### [WORK REQUEST]
What you return should match the records below exactly.

*** Block opens ***

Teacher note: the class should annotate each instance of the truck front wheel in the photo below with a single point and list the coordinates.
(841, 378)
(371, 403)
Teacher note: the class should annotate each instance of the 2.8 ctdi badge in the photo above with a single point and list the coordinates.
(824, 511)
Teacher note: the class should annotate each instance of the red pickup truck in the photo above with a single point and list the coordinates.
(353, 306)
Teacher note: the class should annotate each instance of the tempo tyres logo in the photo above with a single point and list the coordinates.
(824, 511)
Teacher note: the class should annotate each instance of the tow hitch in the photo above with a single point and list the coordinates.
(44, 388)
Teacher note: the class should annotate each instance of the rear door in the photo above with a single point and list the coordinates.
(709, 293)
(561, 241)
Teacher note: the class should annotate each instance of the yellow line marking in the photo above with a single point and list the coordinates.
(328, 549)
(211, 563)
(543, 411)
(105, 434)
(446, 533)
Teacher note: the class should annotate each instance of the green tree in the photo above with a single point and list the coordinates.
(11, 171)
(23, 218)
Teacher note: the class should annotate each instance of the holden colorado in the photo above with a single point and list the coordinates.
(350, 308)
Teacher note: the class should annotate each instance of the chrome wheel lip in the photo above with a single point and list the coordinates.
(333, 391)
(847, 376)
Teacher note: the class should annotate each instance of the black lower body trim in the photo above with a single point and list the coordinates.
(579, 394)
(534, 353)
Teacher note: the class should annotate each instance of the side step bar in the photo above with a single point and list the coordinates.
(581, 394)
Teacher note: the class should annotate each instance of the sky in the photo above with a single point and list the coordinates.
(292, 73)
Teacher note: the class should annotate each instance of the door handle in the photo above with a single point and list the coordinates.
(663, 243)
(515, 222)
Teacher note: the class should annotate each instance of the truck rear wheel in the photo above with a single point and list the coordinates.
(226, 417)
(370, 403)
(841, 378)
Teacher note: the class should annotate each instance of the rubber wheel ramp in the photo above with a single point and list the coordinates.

*** Block closes ***

### [EXERCISE OUTPUT]
Teacher note: the class should annotate each instance of the truck front wheel in the photo below with a single point and list the coordinates.
(841, 378)
(371, 403)
Teacher note: the class should annotate each instance of the 2.8 ctdi badge in the photo above with a single point and list the coordinates.
(824, 511)
Teacher note: the class should annotate each instance of the red pickup truck in the photo above with a single point and list the coordinates.
(353, 306)
Teacher note: the class should annotate each instance of the tempo tyres logo in the photo above with a single point and list the coordinates.
(824, 511)
Teacher note: the class should annotate each instance of the tow hitch in the photo above with a single point and list the coordinates.
(44, 388)
Teacher note: the class should annotate each instance of the rear door in the photo above with a single point and list the coordinates.
(709, 293)
(561, 241)
Teacher note: the class should annotate each instance of the yellow line marking in the photo above with a single point and list the coordinates.
(328, 549)
(211, 563)
(543, 411)
(105, 434)
(446, 533)
Teacher note: the class should annotate each instance of the green tree in the photo above with a single point and list the coordinates.
(11, 171)
(23, 218)
Teacher note: the class should annotate each instance of the holden colorado in the photo above with a single point and list the coordinates.
(350, 308)
Teacher note: the class should annotate each instance of the chrome wheel lip in the photo above with a single point and list the coordinates.
(333, 391)
(847, 376)
Teacher note: the class should annotate each instance of the black lower body trim in the photo above with a single point and list the coordinates.
(579, 394)
(534, 353)
Teacher note: the class should annotate each instance of the side step bar in the photo above with a single point and list the coordinates.
(581, 394)
Teacher note: the class should annotate each instance of the sky in the photo above with a single point and list the coordinates.
(292, 73)
Teacher note: the class should annotate each instance of the door handle in the photo above with a single point and list the coordinates.
(663, 243)
(515, 222)
Teacher note: the class should annotate each instance of the truck rear wheel in the photo above with a single point and list the coordinates.
(226, 417)
(370, 403)
(841, 378)
Teacher note: the class should annotate each instance of the rubber wheel ramp in the photo above with a single point and list the coordinates.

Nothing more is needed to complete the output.